Assignment:
All lines from the one containing "Target: woman in white jacket" through the last line of the listing below are to be copied exactly. Exclude the pictures.

The records:
=== Section Start ===
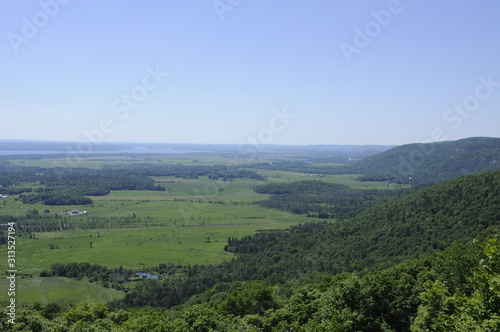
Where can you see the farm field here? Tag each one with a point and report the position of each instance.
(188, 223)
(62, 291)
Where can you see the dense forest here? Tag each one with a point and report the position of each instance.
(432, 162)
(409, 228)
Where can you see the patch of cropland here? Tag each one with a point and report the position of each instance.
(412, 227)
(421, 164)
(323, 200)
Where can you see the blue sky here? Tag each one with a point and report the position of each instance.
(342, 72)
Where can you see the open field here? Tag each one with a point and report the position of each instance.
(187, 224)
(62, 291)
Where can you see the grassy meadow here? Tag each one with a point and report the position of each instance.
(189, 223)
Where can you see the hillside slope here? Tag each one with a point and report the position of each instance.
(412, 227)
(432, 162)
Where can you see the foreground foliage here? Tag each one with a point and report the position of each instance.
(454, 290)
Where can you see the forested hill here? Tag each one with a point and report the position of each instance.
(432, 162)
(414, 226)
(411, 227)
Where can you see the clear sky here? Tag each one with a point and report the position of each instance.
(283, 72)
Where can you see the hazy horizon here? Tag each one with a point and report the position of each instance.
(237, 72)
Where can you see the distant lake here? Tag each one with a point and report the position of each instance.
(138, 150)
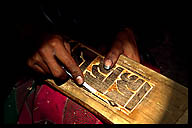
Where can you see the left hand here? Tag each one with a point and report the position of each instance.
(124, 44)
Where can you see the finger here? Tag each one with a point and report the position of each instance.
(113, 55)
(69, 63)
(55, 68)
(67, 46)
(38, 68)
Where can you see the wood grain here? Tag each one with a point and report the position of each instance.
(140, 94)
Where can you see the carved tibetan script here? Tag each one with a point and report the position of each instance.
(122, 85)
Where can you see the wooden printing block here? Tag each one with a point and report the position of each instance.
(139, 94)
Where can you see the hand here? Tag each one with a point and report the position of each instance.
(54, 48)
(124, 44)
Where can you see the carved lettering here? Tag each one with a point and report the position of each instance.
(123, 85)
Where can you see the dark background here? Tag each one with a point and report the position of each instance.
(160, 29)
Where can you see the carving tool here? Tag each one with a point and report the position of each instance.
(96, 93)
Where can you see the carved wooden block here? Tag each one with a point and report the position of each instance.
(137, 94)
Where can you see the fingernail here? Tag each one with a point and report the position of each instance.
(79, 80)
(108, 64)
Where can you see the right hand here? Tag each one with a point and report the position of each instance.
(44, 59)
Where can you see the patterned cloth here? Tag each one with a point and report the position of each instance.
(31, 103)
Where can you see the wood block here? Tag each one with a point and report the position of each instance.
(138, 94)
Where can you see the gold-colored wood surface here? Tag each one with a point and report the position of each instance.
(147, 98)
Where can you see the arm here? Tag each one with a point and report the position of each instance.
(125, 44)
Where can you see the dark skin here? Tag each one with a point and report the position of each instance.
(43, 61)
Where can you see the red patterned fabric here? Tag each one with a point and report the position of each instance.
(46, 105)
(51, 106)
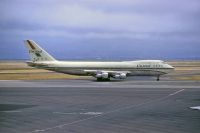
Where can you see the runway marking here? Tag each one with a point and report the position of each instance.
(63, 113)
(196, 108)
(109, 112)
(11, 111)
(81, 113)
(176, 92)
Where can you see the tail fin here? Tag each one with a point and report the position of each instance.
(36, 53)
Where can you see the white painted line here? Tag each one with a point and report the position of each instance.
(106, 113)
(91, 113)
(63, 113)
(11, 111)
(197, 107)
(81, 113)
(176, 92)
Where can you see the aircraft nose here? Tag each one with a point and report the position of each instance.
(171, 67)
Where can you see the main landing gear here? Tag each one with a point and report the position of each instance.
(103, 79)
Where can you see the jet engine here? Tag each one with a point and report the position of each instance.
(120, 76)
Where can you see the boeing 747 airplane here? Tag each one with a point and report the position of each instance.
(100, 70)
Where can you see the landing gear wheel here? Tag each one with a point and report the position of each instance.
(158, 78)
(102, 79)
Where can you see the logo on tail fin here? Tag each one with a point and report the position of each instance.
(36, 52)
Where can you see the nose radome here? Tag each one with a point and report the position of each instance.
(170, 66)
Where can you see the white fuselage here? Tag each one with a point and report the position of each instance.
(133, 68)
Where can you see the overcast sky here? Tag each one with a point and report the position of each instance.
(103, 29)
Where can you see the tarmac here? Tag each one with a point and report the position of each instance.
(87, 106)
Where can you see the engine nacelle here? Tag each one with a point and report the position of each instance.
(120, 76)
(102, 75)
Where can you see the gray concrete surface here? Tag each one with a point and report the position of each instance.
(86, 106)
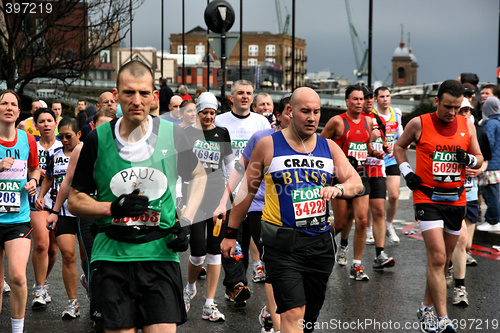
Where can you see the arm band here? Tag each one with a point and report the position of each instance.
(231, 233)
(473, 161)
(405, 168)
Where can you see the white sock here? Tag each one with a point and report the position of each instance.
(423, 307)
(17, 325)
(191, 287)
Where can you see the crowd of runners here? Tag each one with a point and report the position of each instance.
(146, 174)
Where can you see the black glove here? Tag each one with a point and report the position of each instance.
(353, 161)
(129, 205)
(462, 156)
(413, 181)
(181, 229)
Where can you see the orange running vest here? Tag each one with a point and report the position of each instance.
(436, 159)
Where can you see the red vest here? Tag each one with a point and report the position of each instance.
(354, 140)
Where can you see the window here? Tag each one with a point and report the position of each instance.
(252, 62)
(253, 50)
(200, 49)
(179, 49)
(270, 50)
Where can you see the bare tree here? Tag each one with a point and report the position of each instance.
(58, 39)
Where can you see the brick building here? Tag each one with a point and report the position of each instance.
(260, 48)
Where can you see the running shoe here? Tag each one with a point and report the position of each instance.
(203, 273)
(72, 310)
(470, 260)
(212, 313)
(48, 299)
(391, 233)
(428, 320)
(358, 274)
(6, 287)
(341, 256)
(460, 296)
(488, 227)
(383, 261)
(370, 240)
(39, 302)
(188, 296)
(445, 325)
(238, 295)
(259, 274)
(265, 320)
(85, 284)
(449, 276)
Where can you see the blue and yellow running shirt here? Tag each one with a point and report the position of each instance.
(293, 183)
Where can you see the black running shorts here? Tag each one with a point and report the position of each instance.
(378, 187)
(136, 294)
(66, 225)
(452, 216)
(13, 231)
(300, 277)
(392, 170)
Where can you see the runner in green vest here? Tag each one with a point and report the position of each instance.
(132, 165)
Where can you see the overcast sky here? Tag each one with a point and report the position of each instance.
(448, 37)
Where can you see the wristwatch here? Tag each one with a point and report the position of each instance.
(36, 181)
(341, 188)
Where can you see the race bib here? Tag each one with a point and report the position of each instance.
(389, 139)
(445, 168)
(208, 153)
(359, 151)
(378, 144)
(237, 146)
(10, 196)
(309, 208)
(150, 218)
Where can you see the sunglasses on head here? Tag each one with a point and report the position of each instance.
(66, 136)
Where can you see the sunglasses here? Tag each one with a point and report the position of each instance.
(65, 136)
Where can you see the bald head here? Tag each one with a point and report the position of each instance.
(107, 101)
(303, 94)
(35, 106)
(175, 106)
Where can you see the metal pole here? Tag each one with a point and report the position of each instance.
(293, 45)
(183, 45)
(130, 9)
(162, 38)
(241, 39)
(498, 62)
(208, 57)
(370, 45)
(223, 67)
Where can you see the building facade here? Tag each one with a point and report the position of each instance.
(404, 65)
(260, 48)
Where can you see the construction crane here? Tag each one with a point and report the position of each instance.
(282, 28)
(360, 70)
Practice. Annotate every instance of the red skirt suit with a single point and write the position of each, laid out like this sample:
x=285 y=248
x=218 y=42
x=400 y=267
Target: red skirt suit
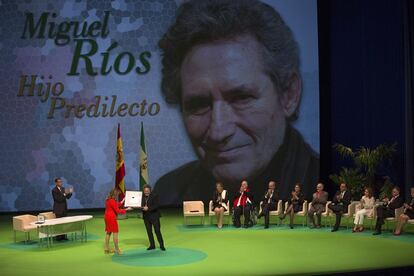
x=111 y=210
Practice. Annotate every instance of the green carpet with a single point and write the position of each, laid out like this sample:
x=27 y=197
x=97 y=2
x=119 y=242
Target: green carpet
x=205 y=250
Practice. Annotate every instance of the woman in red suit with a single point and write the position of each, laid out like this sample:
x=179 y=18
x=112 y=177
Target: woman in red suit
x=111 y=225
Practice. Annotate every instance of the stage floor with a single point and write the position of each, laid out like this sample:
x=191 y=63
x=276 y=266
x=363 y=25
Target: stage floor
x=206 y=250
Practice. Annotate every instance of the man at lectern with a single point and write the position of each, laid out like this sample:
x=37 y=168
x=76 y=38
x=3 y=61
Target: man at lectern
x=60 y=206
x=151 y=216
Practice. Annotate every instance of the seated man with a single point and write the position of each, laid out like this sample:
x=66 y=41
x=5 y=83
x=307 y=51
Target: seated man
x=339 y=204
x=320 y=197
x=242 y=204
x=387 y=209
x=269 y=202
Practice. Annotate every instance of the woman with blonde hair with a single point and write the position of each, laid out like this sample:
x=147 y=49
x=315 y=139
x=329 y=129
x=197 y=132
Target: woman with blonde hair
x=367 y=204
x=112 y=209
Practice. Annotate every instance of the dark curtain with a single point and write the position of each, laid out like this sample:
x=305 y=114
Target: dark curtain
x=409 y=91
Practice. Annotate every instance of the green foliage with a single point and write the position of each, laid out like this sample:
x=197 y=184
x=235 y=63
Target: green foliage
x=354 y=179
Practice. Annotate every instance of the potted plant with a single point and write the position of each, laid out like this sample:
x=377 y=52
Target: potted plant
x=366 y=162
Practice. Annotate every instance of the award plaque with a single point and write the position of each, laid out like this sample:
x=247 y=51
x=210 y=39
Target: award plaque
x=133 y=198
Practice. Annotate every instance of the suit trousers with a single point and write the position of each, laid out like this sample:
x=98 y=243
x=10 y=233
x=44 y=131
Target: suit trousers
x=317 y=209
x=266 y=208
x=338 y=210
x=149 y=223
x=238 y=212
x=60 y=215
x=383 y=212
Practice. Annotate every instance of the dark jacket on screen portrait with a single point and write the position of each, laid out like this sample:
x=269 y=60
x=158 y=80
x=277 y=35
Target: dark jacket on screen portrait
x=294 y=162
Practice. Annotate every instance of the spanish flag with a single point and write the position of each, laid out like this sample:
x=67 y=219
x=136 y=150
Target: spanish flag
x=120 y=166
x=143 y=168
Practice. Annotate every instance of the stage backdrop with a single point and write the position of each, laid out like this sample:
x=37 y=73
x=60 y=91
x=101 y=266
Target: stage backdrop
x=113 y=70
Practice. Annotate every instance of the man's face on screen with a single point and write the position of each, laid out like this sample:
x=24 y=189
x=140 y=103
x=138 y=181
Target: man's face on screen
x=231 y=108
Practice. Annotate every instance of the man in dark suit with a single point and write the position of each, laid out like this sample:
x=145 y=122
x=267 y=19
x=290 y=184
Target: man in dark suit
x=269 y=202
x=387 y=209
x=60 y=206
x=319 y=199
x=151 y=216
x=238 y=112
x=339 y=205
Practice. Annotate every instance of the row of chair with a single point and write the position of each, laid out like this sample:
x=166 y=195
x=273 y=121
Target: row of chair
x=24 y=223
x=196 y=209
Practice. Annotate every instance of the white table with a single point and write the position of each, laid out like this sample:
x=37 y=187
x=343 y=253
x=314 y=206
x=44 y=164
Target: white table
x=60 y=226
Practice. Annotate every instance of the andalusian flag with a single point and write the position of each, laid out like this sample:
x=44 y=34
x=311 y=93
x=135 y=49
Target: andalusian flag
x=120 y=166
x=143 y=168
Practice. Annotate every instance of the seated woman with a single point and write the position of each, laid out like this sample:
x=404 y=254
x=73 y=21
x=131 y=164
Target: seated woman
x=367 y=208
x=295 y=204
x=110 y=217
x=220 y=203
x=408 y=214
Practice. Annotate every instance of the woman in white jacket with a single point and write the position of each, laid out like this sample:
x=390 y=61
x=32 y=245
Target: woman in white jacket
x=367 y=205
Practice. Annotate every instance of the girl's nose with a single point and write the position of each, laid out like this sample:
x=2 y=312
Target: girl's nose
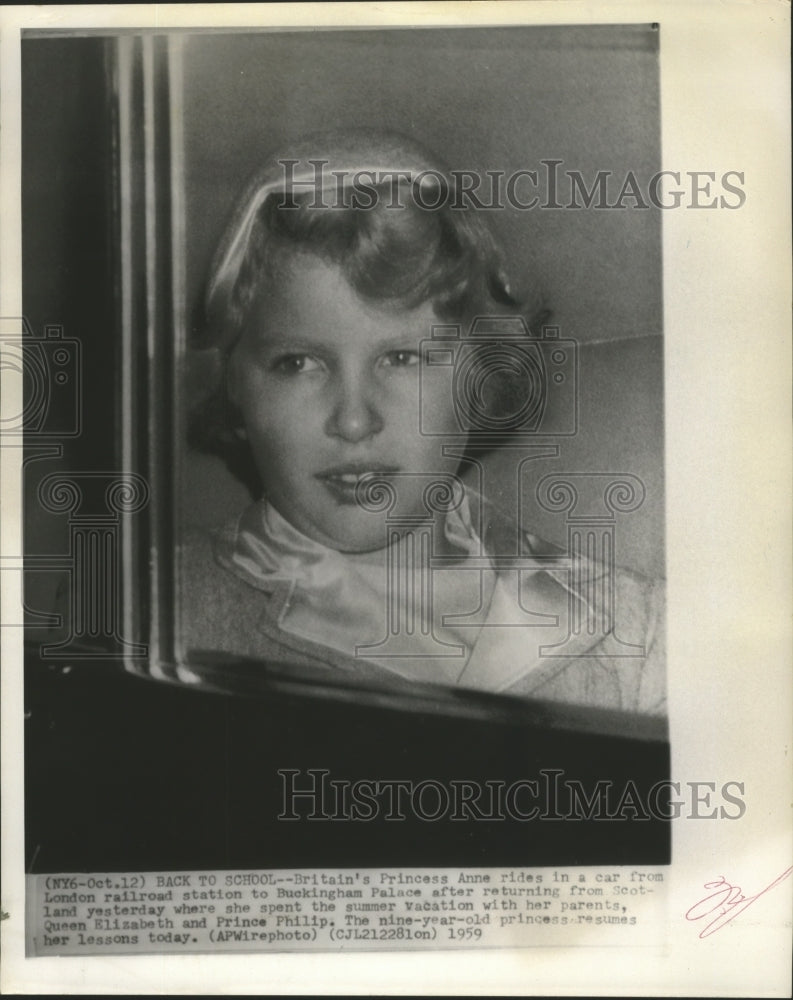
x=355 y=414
=== Section End ===
Finished exercise:
Target: woman in white jacket
x=367 y=205
Practice. Annotate every instance of the girl's nose with a single point and write the position of each, laid out like this sample:
x=2 y=312
Target: girl's nose
x=355 y=414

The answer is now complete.